(WHAT IS BEING ASKED): Please format all of the data below as a numbered list, omitting the blank lines.

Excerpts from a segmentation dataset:
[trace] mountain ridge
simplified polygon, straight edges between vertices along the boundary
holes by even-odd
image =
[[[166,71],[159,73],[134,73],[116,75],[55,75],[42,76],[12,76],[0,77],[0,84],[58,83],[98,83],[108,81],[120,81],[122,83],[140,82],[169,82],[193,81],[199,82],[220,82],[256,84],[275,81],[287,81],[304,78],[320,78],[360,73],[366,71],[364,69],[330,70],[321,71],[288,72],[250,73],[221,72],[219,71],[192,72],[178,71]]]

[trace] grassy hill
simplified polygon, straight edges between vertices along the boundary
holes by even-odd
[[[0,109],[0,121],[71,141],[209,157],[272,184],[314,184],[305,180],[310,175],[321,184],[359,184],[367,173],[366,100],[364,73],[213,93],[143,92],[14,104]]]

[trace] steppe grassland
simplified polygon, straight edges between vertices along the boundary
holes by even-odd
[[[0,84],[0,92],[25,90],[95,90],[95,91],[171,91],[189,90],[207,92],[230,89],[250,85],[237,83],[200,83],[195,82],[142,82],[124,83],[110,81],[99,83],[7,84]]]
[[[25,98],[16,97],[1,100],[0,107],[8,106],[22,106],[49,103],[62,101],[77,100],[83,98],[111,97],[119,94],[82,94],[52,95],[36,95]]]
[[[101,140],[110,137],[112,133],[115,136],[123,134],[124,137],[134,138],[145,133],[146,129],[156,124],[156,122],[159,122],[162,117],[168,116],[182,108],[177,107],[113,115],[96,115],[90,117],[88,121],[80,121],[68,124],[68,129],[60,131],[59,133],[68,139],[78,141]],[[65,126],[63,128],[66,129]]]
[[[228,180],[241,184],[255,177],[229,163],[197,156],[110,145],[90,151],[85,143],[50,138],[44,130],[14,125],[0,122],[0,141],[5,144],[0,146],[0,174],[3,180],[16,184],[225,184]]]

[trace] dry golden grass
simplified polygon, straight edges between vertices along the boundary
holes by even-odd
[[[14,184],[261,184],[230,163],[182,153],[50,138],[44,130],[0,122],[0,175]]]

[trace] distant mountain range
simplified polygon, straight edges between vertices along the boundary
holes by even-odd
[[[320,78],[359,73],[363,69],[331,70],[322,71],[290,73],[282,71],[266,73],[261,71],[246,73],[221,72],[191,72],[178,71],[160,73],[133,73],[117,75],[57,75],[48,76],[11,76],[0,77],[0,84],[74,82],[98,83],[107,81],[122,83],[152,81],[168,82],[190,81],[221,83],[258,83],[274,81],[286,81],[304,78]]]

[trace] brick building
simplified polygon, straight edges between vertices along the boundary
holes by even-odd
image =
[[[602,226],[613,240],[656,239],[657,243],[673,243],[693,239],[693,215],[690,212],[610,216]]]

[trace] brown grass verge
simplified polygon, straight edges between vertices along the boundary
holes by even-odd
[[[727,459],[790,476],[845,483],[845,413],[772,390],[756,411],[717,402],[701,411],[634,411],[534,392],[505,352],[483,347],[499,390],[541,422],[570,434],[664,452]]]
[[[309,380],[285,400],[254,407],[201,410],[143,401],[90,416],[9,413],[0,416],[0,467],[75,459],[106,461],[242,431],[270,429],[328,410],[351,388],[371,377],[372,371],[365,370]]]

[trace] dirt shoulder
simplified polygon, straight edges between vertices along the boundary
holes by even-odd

(ANSWER TO THE TASK):
1. [trace] mountain ridge
2. simplified polygon, straight edges between vertices along the boundary
3. holes by even-odd
4. image =
5. [[[166,71],[159,73],[134,73],[116,75],[55,75],[42,76],[12,76],[0,77],[0,84],[58,83],[98,83],[108,81],[120,81],[122,83],[140,82],[169,82],[193,81],[199,82],[220,82],[256,84],[275,81],[287,81],[304,78],[320,78],[360,73],[366,71],[364,69],[330,70],[321,71],[288,72],[250,73],[221,72],[219,71],[192,72],[178,71]]]
6. [trace] grassy hill
7. simplified polygon, straight edges between vertices along the boundary
8. holes by even-odd
9. [[[0,109],[0,121],[71,141],[209,157],[272,184],[314,184],[305,180],[310,175],[321,184],[359,184],[367,173],[366,100],[364,73],[213,93],[143,92],[14,104]]]
10. [trace] steppe grassland
11. simplified polygon, straight edges between vertices along the boundary
12. holes by even-odd
13. [[[0,84],[0,92],[25,90],[95,90],[95,91],[171,91],[189,90],[207,92],[230,89],[250,85],[237,83],[200,83],[195,82],[142,82],[124,83],[110,81],[99,83],[7,84]]]
14. [[[25,98],[16,97],[1,100],[0,107],[8,106],[22,106],[49,103],[62,101],[77,100],[83,98],[111,97],[119,94],[82,94],[52,95],[36,95]]]
15. [[[101,140],[110,137],[112,133],[115,136],[123,134],[124,137],[134,138],[145,133],[146,129],[156,124],[156,122],[159,122],[162,117],[168,116],[182,108],[177,107],[113,115],[96,115],[90,117],[88,121],[80,121],[68,124],[68,129],[60,131],[59,133],[68,139],[78,141]],[[65,126],[63,128],[66,129]]]
16. [[[228,180],[241,184],[255,177],[229,163],[197,156],[110,145],[90,151],[85,143],[50,138],[44,130],[14,125],[0,122],[0,141],[5,144],[0,146],[0,174],[3,180],[16,184],[225,184]]]
17. [trace] dry golden grass
18. simplified polygon, straight edges between vertices along the boundary
19. holes by even-odd
20. [[[14,184],[261,184],[230,163],[182,153],[50,138],[44,130],[0,122],[0,175]]]
21. [trace] distant mountain range
22. simplified polygon, straight edges between vertices along the boundary
23. holes by even-odd
24. [[[320,78],[359,73],[363,69],[331,70],[322,71],[290,73],[282,71],[266,73],[261,71],[246,73],[221,72],[191,72],[178,71],[160,73],[133,73],[117,75],[57,75],[48,76],[11,76],[0,77],[0,84],[74,82],[98,83],[107,81],[122,83],[152,81],[168,82],[190,81],[221,83],[258,83],[274,81],[286,81],[304,78]]]
25. [trace] brick building
26. simplified polygon, straight edges between vertices along the boundary
27. holes by even-odd
28. image =
29. [[[602,226],[613,240],[656,239],[657,243],[673,243],[693,239],[693,215],[690,212],[610,216]]]
30. [trace] brown grass verge
31. simplified polygon, straight edges between vertices along the boundary
32. holes by even-odd
33. [[[727,459],[790,476],[845,483],[845,413],[772,390],[756,411],[717,402],[701,411],[634,411],[534,392],[505,352],[483,347],[499,390],[541,422],[570,434],[664,452]]]
34. [[[309,380],[285,400],[254,407],[201,410],[143,401],[90,416],[9,413],[0,416],[0,467],[75,459],[106,461],[242,431],[270,429],[328,410],[351,388],[371,377],[372,371],[365,370]]]
35. [trace] dirt shoulder
36. simplified polygon, straight edges between vertices along the boundary
37. holes by even-odd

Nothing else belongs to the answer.